TASK PROMPT:
Scan the records for "target". Show the matching lines.

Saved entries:

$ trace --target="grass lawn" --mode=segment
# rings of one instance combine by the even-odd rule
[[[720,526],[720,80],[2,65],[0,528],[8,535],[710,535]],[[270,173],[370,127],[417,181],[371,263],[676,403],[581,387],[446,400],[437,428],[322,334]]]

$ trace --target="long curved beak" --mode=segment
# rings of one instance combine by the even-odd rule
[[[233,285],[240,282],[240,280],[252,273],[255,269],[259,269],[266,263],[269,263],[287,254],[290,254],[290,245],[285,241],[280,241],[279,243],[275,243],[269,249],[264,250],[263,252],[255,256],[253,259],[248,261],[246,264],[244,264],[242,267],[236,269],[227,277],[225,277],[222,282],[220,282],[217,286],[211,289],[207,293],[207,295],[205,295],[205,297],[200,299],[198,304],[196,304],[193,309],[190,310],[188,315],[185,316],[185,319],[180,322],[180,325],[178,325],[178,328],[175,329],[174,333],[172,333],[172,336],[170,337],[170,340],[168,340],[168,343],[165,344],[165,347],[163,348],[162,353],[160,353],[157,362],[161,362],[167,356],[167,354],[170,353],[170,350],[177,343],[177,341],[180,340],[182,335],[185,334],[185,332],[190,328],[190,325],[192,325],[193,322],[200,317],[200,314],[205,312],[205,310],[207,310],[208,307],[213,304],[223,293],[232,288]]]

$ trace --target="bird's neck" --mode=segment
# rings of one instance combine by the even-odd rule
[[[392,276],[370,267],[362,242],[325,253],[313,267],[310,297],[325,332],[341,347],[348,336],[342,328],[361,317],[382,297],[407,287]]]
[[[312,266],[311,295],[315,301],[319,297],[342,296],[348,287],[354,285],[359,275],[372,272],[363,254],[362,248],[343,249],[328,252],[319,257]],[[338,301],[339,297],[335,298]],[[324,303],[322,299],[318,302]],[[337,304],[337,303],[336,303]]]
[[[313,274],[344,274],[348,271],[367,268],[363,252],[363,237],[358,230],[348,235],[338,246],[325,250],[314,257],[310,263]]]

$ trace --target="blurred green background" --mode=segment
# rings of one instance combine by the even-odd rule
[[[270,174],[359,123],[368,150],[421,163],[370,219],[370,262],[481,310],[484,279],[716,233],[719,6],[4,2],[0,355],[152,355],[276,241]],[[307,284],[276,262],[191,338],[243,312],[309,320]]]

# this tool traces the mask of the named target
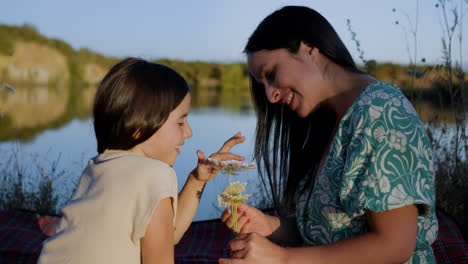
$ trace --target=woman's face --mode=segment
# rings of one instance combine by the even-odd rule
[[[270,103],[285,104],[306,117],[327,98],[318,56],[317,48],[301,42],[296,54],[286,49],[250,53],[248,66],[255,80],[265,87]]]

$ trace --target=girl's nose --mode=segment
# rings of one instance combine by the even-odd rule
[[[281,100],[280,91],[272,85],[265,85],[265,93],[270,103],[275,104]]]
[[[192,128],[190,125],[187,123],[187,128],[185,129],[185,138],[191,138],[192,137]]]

==

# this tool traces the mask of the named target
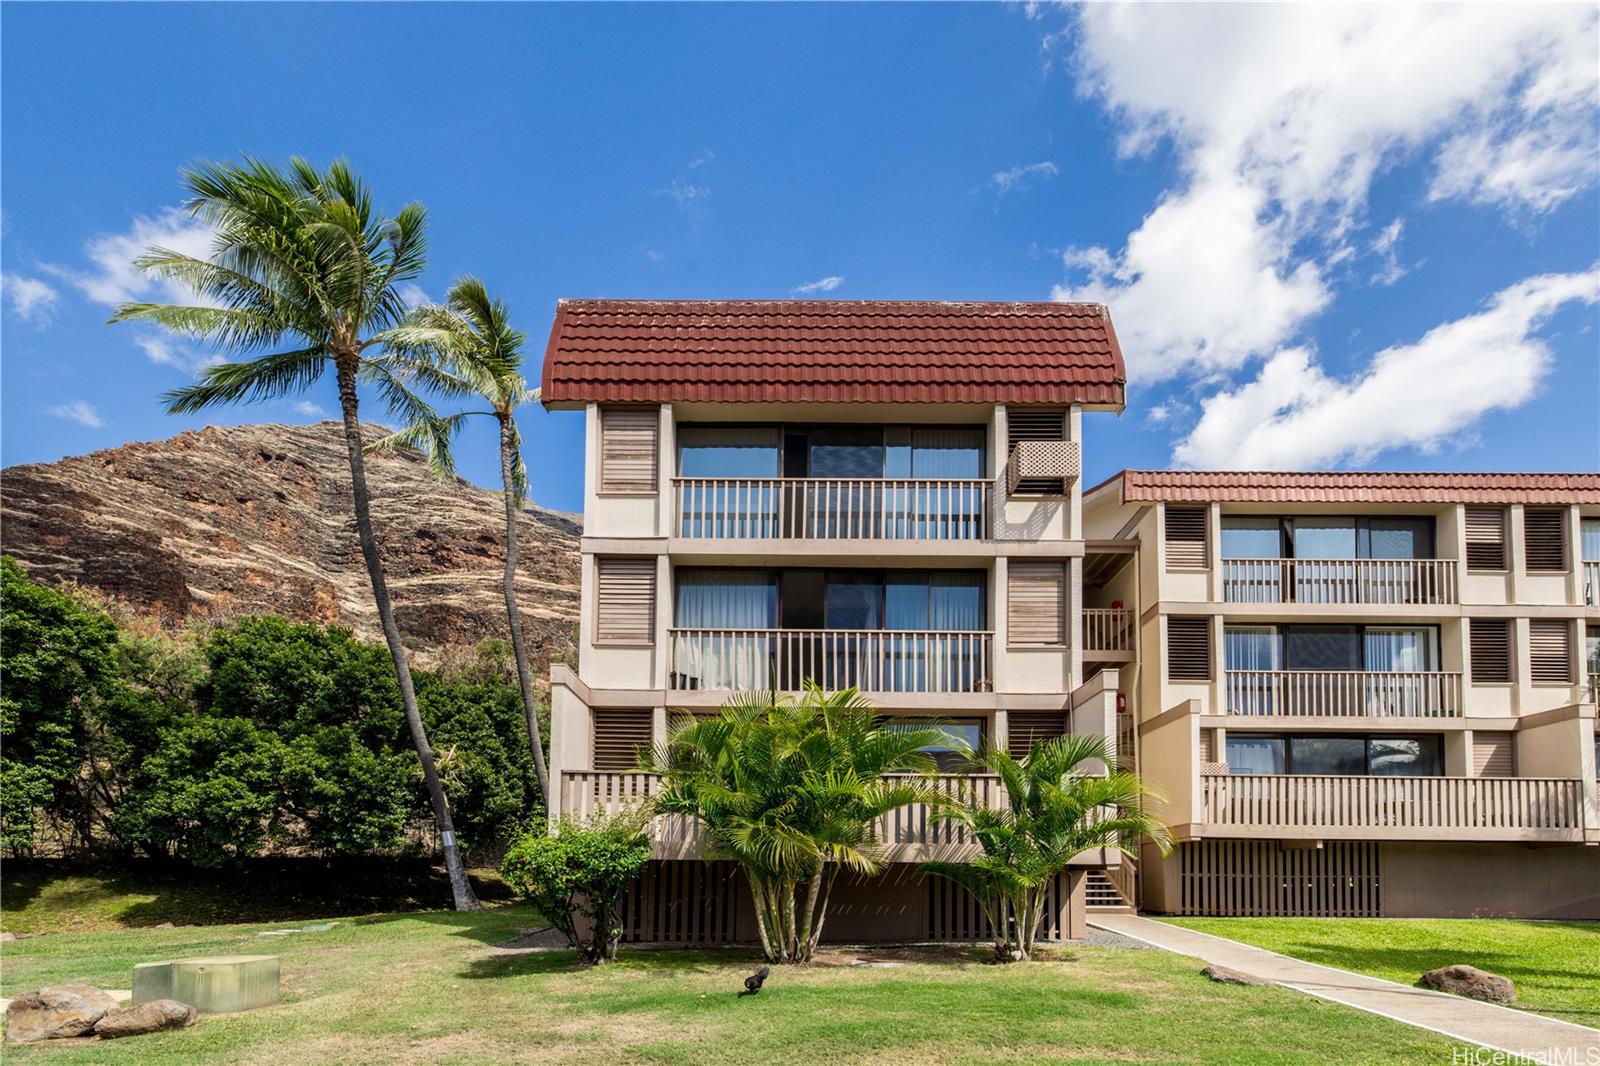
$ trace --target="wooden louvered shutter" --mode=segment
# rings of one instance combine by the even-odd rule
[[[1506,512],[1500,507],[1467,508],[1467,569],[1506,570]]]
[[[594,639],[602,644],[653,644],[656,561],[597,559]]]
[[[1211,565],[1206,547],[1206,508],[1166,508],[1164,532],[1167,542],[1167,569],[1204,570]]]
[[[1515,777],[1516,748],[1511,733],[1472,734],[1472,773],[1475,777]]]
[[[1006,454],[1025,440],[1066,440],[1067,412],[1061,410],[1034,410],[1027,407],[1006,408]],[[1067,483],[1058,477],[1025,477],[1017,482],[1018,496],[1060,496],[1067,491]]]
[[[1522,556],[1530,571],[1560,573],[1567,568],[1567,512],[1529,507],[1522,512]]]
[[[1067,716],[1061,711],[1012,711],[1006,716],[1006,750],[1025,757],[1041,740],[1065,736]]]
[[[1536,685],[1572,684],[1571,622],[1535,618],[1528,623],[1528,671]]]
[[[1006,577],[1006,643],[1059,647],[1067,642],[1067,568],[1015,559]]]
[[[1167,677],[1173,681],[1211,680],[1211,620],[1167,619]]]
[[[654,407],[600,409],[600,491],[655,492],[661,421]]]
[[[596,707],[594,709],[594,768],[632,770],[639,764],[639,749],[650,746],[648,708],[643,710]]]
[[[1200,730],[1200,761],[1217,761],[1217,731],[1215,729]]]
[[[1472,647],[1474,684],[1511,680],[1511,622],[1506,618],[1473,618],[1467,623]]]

--

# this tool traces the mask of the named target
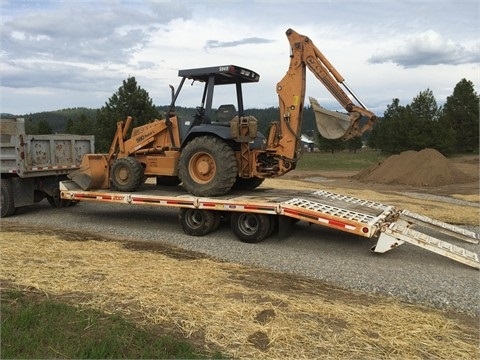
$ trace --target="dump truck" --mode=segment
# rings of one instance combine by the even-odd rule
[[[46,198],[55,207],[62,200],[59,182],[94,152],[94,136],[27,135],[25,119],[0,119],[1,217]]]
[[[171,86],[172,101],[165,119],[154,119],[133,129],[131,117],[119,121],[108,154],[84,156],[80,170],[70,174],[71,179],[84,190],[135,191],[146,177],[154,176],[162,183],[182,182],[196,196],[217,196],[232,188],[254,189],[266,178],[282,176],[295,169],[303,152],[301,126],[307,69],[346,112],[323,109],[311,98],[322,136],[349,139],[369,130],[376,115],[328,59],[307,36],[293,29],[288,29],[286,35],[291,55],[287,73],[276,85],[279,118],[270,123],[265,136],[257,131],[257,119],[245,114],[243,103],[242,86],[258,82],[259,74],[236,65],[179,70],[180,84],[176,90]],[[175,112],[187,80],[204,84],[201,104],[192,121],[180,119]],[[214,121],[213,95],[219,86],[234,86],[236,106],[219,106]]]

RESULT FOR THIS EXERCISE:
$ trace --target="grass lawn" --mode=segment
$ trace --target="long curved beak" --mode=segment
$ trace --target="bird's neck" --mode=segment
$ trace --target="blurred green background" --mode=segment
# this tool traces the mask of the named target
$ trace --target=woman's face --mode=segment
$ trace --target=girl's nose --mode=segment
# this tool traces the mask of the named target
$ trace --target="wooden louvered shutter" --mode=segment
# this tool traces the mask of the named target
$ trace --target="dump truck" --mode=segment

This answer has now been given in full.